**WRITTEN TASK**
Report each line of the items below that contains the string "girl", copying every such line in full.

[Collected data]
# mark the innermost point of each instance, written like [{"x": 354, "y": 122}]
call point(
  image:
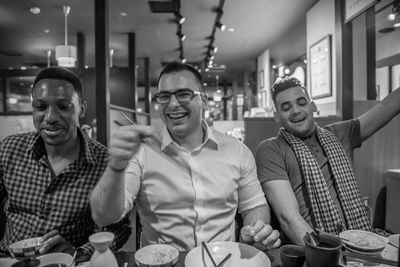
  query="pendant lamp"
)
[{"x": 66, "y": 54}]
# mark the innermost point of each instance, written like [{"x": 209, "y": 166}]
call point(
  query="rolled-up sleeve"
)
[{"x": 250, "y": 191}]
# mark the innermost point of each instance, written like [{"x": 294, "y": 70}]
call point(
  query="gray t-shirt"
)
[{"x": 276, "y": 161}]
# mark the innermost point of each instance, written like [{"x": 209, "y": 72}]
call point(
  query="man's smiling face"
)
[
  {"x": 181, "y": 119},
  {"x": 295, "y": 111}
]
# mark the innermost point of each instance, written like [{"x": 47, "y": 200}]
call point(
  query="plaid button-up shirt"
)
[{"x": 39, "y": 201}]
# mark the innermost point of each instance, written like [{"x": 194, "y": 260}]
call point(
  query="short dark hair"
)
[
  {"x": 62, "y": 74},
  {"x": 177, "y": 67},
  {"x": 285, "y": 83}
]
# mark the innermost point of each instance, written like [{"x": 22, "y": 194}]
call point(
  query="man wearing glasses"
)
[{"x": 189, "y": 181}]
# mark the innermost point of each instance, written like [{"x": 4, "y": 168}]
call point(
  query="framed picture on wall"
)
[
  {"x": 353, "y": 8},
  {"x": 321, "y": 68},
  {"x": 261, "y": 79}
]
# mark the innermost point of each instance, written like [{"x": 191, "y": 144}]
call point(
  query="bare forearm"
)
[
  {"x": 295, "y": 227},
  {"x": 259, "y": 213},
  {"x": 108, "y": 198}
]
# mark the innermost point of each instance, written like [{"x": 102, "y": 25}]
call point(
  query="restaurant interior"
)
[{"x": 347, "y": 53}]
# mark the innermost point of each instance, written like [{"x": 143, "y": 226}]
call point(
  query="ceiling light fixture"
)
[
  {"x": 66, "y": 54},
  {"x": 220, "y": 26},
  {"x": 179, "y": 18},
  {"x": 111, "y": 57},
  {"x": 34, "y": 10},
  {"x": 48, "y": 58},
  {"x": 211, "y": 49},
  {"x": 395, "y": 11}
]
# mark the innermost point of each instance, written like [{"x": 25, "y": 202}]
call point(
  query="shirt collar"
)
[
  {"x": 37, "y": 147},
  {"x": 209, "y": 138}
]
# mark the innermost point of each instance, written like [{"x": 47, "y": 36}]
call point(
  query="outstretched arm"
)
[
  {"x": 108, "y": 197},
  {"x": 378, "y": 116},
  {"x": 282, "y": 199}
]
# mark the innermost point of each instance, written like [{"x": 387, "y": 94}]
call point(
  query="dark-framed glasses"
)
[{"x": 182, "y": 96}]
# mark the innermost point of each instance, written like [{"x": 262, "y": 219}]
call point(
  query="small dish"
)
[
  {"x": 242, "y": 255},
  {"x": 363, "y": 241},
  {"x": 157, "y": 255},
  {"x": 26, "y": 248},
  {"x": 62, "y": 259},
  {"x": 373, "y": 253},
  {"x": 394, "y": 240}
]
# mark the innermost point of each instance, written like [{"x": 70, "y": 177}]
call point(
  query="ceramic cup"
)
[
  {"x": 326, "y": 253},
  {"x": 292, "y": 255}
]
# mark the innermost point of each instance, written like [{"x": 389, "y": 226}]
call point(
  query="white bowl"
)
[
  {"x": 26, "y": 248},
  {"x": 242, "y": 255},
  {"x": 55, "y": 258},
  {"x": 157, "y": 255},
  {"x": 363, "y": 241}
]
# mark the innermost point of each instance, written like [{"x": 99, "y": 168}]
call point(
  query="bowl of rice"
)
[
  {"x": 26, "y": 248},
  {"x": 160, "y": 255}
]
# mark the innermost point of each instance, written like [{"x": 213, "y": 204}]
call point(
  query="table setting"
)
[{"x": 352, "y": 248}]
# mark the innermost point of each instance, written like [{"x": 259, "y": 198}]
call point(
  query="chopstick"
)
[
  {"x": 224, "y": 260},
  {"x": 398, "y": 254},
  {"x": 127, "y": 118},
  {"x": 368, "y": 258},
  {"x": 154, "y": 138},
  {"x": 209, "y": 254}
]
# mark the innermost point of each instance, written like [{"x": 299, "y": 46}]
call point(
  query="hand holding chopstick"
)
[
  {"x": 221, "y": 263},
  {"x": 209, "y": 254},
  {"x": 224, "y": 260}
]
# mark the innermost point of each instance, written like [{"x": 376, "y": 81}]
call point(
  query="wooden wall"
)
[{"x": 376, "y": 155}]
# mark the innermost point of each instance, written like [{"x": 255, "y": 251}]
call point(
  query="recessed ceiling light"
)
[{"x": 34, "y": 10}]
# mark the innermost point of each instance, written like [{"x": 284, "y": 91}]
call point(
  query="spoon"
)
[{"x": 314, "y": 238}]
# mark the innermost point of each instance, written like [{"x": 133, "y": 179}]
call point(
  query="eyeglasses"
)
[{"x": 182, "y": 95}]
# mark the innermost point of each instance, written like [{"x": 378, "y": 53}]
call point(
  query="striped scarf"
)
[{"x": 324, "y": 210}]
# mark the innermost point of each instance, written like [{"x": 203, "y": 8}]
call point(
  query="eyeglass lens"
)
[{"x": 182, "y": 95}]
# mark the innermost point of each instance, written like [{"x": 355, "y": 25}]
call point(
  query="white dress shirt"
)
[{"x": 186, "y": 197}]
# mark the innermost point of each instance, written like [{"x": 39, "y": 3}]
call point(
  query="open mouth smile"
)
[{"x": 177, "y": 115}]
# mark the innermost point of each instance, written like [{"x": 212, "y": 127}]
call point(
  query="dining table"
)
[
  {"x": 127, "y": 259},
  {"x": 124, "y": 257}
]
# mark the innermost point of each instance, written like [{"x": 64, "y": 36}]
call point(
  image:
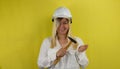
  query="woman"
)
[{"x": 62, "y": 51}]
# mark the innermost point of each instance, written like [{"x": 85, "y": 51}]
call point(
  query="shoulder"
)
[{"x": 47, "y": 40}]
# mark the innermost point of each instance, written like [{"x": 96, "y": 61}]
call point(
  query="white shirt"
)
[{"x": 72, "y": 60}]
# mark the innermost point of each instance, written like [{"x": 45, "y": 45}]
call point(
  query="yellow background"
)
[{"x": 25, "y": 23}]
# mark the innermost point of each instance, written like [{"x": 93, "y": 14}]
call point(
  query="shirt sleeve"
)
[
  {"x": 46, "y": 55},
  {"x": 81, "y": 56}
]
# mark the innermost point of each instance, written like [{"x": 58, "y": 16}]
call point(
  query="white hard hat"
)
[{"x": 62, "y": 12}]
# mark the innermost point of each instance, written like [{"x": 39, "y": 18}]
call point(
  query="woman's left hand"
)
[{"x": 82, "y": 48}]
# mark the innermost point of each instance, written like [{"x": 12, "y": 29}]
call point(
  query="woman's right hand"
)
[{"x": 61, "y": 52}]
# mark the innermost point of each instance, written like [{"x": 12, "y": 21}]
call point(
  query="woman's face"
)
[{"x": 63, "y": 26}]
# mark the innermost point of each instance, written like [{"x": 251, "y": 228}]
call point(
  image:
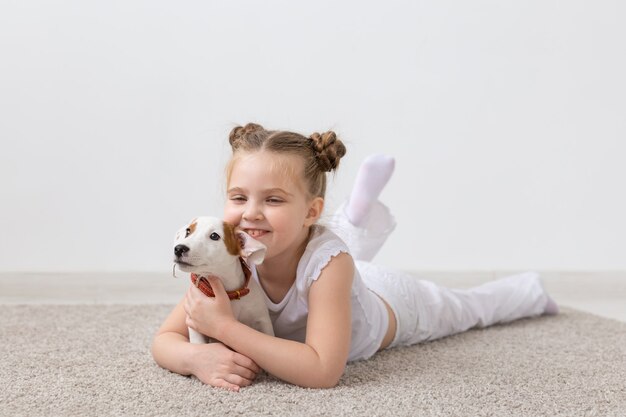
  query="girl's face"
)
[{"x": 269, "y": 204}]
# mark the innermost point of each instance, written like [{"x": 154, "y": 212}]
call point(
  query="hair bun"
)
[
  {"x": 328, "y": 149},
  {"x": 239, "y": 133}
]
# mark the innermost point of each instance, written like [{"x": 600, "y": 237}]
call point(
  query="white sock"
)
[{"x": 373, "y": 174}]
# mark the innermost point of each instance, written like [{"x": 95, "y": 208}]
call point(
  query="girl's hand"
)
[
  {"x": 207, "y": 314},
  {"x": 218, "y": 366}
]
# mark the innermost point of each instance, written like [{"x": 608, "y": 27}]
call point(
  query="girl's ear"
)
[
  {"x": 316, "y": 207},
  {"x": 251, "y": 250}
]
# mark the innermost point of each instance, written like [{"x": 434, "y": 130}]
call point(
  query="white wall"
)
[{"x": 507, "y": 119}]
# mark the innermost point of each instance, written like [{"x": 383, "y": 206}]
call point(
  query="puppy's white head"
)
[{"x": 208, "y": 244}]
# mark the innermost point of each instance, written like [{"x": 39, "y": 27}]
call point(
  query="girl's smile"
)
[{"x": 266, "y": 198}]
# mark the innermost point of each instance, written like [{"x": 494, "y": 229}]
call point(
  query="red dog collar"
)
[{"x": 205, "y": 287}]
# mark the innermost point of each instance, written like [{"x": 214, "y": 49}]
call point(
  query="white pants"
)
[{"x": 425, "y": 311}]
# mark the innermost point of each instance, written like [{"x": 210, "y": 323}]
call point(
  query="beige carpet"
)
[{"x": 95, "y": 360}]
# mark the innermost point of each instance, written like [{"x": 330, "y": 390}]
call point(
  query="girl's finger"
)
[
  {"x": 238, "y": 381},
  {"x": 221, "y": 383}
]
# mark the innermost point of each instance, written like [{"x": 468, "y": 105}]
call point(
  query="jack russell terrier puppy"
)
[{"x": 210, "y": 246}]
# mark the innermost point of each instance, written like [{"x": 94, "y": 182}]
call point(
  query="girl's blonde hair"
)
[{"x": 320, "y": 152}]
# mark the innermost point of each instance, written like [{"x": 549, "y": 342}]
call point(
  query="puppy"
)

**EXERCISE ANSWER**
  query="girl's face"
  query="girl's hand"
  query="girl's ear"
  query="girl's smile"
  query="girl's finger"
  query="girl's blonde hair"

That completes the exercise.